* [Excerpted text]
Norman Theodoor Augustinus Jr is an American writer.

==Early life==
Augustinus was born in Detroit, Michigan. He is the son of Levontina Melnyk and Norman Augustinus Sr. His grandfather Bart Theodoor Augustinus was born in Amsterdam, but left the Netherlands in 1922 entering the US by way of the Vermont, St. Albans Canadian Crossing. Augustinus never met his biological father, but at the age of ten his mother remarried.

==Career==

Norm Augustinus Featured on National TV Show for Flying Saucer/Early Drone Invention.

A writer of humor, Augustinus studied Journalism and Communications at Ferris State University in Big Rapids, Michigan where he was an editor of the university newspaper the (Ferris Torch) and writer/producer of the radio show, The Adventures of E-Man. While a freshman at Ferris State University Augustinus published LEONARD. During his senior year at Ferris State University Augustinus placed in an invention contest and won a cash award for a mailbox transmitter device. A certificate and cash prize was presented to Augustinus during the dedication and open house of the Manufacturing Resource and Productivity Center.

An inventor, his gadgets have been featured in publications and television shows.

Augustinus' 'iPhone Colon Exam' invention/video was cited on the patent by Patrick O'Neil, the inventor of the iPhone olloclip which has sold over 1.5 million units worldwide.

* [Goal of the exercise] Please pick up the biography of Norman Augustinus Jr. after its last sentence and write one more paragraph. The material has no connection to this text.

* [Provided information]
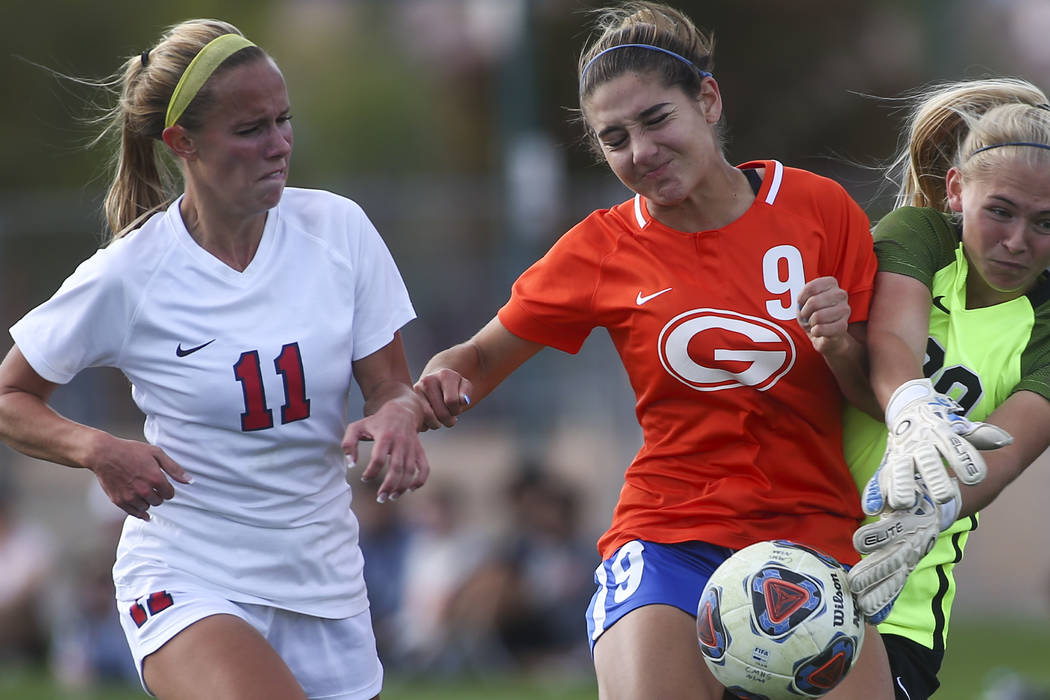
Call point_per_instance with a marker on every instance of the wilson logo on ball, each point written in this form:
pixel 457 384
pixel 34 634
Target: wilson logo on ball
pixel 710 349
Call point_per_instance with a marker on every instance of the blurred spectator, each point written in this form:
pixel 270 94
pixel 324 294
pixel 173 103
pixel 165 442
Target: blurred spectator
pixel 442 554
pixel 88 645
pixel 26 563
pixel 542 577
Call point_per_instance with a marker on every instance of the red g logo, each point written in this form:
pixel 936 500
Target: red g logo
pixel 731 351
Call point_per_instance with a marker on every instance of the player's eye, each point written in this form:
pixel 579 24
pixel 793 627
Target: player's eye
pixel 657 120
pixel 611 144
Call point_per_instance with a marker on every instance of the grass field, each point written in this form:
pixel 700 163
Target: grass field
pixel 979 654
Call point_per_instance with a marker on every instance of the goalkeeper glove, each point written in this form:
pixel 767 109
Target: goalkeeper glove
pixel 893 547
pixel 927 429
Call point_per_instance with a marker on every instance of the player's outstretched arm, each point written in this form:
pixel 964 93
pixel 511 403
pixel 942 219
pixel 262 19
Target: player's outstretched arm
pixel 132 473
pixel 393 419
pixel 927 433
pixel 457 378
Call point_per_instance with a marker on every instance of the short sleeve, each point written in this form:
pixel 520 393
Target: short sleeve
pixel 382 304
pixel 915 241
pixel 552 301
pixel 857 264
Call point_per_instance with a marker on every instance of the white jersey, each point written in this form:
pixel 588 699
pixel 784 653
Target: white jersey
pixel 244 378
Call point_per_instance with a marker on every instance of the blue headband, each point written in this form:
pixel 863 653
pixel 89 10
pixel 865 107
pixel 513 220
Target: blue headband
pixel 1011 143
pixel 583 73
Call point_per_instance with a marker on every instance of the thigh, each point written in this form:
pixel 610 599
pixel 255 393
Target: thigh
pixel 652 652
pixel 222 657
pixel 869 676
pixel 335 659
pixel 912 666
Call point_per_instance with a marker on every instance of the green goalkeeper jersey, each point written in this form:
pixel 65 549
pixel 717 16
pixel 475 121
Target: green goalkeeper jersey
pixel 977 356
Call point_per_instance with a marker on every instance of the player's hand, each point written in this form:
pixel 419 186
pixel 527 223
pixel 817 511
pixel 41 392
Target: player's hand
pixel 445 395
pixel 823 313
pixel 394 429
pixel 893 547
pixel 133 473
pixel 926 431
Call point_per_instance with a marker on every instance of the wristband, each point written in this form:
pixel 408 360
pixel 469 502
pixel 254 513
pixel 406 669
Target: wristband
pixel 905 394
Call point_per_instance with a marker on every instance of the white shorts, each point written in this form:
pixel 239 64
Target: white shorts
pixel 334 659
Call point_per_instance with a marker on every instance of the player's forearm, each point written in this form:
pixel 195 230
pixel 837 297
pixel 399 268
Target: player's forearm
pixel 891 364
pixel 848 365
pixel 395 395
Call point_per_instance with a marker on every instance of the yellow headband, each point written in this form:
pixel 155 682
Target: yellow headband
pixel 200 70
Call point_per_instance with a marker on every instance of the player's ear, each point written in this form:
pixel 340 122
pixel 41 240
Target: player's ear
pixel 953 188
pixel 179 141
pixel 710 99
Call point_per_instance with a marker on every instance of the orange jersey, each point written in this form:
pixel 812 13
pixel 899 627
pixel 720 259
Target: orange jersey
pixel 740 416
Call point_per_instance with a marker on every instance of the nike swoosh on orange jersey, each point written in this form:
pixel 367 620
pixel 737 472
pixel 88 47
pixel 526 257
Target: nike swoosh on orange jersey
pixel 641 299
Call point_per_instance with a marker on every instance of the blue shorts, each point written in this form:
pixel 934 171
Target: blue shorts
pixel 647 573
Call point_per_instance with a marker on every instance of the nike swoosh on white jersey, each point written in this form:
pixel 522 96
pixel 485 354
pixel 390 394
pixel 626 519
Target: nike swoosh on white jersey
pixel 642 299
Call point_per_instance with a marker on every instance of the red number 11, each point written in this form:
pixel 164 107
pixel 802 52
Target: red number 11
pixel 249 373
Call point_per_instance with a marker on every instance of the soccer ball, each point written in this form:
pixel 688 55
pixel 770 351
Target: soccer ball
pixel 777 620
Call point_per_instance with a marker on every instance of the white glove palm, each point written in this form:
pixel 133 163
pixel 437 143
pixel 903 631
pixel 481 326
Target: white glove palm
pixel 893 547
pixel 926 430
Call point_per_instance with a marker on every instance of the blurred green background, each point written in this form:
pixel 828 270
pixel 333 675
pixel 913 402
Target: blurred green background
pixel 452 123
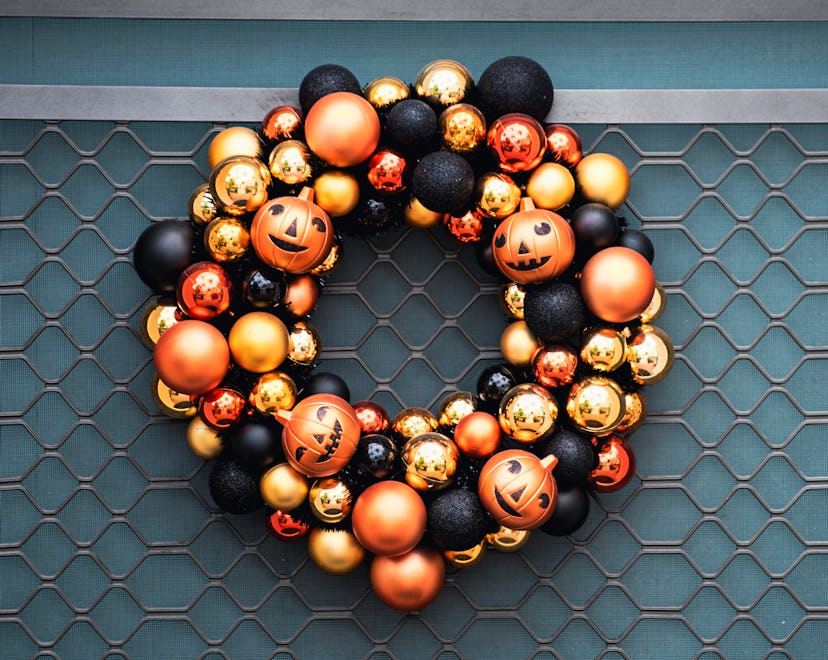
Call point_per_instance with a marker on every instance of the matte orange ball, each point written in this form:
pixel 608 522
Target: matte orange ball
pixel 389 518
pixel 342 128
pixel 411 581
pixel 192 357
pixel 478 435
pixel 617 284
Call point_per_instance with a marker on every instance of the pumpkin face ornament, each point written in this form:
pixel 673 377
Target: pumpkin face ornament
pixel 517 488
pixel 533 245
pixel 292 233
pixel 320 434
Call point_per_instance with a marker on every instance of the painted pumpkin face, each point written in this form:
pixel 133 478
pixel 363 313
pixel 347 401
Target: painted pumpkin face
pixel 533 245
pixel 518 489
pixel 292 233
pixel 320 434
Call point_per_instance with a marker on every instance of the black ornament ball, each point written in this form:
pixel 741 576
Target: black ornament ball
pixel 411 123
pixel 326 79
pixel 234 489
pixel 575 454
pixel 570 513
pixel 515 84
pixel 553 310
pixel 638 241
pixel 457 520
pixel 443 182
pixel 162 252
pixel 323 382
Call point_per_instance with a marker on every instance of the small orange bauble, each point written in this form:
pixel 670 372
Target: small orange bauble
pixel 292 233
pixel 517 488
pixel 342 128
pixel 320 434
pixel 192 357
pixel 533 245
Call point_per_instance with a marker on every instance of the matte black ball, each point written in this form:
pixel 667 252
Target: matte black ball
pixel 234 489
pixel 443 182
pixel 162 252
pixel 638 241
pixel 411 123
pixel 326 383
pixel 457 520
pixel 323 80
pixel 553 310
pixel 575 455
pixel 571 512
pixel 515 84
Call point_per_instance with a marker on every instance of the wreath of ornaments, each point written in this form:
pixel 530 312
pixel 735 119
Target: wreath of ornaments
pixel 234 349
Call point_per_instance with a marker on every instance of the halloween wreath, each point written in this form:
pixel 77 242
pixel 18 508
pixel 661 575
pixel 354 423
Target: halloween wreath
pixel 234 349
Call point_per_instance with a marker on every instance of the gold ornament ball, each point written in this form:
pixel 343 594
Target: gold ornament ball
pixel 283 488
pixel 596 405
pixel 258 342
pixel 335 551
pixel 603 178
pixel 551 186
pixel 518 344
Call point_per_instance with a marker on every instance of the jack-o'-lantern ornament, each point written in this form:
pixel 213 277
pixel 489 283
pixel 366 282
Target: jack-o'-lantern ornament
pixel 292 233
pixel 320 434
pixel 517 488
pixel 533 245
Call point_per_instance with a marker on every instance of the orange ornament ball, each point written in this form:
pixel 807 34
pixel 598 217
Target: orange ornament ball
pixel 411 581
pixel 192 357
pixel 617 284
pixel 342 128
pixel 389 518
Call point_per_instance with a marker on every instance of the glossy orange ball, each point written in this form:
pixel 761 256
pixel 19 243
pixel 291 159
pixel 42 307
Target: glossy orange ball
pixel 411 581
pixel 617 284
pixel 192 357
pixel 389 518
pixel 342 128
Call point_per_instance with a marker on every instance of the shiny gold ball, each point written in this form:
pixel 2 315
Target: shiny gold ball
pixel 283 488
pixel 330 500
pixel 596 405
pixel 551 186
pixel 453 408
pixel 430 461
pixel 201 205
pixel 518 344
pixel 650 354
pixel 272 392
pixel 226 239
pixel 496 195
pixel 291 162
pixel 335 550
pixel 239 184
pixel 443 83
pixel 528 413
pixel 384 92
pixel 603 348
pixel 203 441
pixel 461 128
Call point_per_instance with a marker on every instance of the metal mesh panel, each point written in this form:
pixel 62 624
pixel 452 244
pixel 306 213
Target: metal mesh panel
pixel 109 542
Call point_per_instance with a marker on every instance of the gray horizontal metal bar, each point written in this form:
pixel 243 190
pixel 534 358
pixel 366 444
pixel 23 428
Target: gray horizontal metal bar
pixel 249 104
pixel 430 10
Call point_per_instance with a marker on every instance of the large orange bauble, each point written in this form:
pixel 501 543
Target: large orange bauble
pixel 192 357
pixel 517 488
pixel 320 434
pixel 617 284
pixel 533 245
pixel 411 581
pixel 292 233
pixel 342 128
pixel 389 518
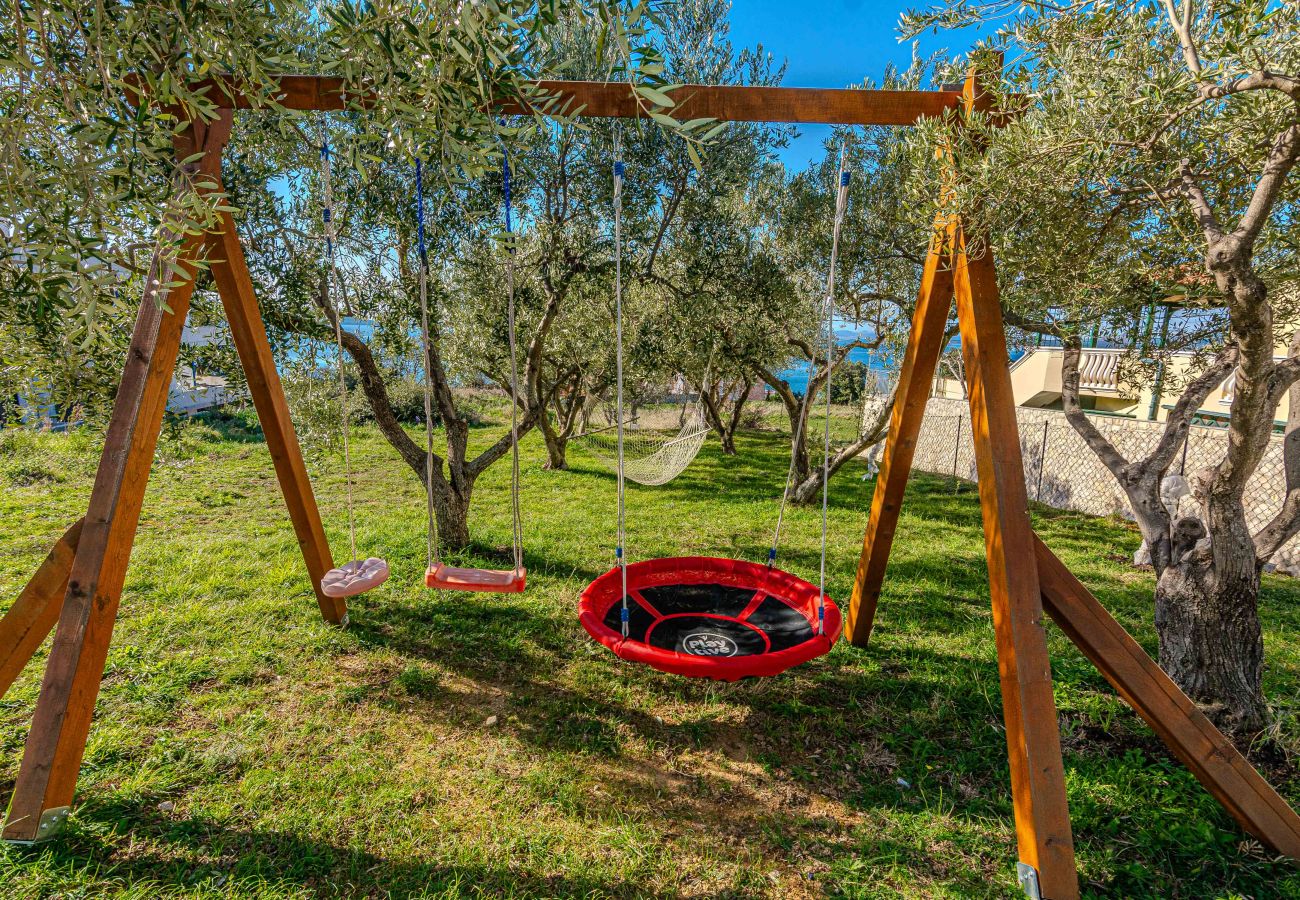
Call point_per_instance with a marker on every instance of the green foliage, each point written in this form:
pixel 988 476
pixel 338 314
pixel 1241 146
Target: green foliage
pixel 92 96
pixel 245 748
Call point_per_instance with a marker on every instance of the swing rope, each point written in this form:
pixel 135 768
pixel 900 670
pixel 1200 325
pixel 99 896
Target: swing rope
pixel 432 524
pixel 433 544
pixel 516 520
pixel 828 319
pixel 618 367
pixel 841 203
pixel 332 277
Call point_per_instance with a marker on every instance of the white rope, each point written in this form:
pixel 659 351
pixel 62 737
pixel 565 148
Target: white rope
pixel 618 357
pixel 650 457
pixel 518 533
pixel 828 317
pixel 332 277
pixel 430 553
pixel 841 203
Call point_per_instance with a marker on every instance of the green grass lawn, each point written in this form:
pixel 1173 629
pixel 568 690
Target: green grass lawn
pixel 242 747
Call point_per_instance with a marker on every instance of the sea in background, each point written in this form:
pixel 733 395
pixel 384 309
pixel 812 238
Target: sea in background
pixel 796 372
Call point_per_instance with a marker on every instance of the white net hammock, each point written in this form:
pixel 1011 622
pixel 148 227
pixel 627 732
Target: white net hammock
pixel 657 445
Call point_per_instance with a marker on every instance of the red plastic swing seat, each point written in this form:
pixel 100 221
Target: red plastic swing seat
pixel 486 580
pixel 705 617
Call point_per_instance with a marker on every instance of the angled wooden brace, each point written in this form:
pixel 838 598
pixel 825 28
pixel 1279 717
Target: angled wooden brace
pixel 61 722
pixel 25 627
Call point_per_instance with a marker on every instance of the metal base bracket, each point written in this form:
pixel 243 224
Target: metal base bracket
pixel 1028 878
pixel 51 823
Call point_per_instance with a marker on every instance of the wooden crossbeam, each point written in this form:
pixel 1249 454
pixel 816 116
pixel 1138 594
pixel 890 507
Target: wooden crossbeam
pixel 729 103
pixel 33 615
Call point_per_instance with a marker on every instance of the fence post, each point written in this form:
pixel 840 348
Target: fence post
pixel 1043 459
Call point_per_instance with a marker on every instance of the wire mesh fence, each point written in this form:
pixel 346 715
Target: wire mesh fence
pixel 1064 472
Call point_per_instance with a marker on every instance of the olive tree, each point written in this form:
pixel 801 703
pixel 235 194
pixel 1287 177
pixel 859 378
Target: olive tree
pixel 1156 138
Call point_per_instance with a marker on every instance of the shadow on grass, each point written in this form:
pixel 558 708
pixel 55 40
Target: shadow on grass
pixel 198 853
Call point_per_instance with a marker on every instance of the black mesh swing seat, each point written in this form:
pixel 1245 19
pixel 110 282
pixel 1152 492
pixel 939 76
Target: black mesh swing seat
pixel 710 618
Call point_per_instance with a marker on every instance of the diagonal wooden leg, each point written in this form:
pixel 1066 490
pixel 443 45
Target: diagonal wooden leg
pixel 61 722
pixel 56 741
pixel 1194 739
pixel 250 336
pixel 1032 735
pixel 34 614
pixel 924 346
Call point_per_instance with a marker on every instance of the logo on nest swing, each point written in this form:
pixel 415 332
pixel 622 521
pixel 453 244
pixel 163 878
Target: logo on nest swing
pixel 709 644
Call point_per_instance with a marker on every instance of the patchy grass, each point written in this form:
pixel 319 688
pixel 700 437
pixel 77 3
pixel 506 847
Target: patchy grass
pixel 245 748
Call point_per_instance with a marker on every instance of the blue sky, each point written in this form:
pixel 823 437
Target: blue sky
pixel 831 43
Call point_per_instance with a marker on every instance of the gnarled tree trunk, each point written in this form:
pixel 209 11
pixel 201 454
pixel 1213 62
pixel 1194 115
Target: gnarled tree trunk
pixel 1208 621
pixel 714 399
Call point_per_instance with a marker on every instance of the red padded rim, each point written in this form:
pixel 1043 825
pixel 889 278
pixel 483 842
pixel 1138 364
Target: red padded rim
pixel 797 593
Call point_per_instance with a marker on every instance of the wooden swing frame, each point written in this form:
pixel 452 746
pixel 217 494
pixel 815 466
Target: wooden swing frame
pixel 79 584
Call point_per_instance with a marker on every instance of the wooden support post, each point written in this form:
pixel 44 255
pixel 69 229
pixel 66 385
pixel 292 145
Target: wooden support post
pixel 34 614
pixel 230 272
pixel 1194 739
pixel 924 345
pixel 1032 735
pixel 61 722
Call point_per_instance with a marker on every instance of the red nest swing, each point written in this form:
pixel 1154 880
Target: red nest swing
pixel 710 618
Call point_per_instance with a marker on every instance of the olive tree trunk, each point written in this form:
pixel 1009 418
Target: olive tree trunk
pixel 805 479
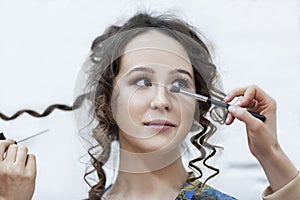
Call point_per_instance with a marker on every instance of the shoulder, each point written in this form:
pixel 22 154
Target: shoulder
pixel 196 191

* [Result of the task]
He has been a copywriter, run for political office, and appeared in over three dozen television commercials. In 1991, Augustinus developed the story-line and dialogue for place mats used in over 300 McDonald's restaurants throughout Michigan, The Adventures of Tizzie Bean. Additionally, Augustinus landed a bit part (under five lines) in the movie Hoffa starring Jack Nicholson (Shot in Cobo Hall Arena, Detroit). Augustinus is listed in the 2003 & 2004 Edition of Marquis Who's Who in America and was nominated for the Ferris State University Distinguished Alumni Award two consecutive years in a row. In 1999, he was accepted into the Powerhouse Theatre Program at Vassar College in Poughkeepsie, New York. He has written for newspapers and online publications such as McSweeney's Internet Tendency.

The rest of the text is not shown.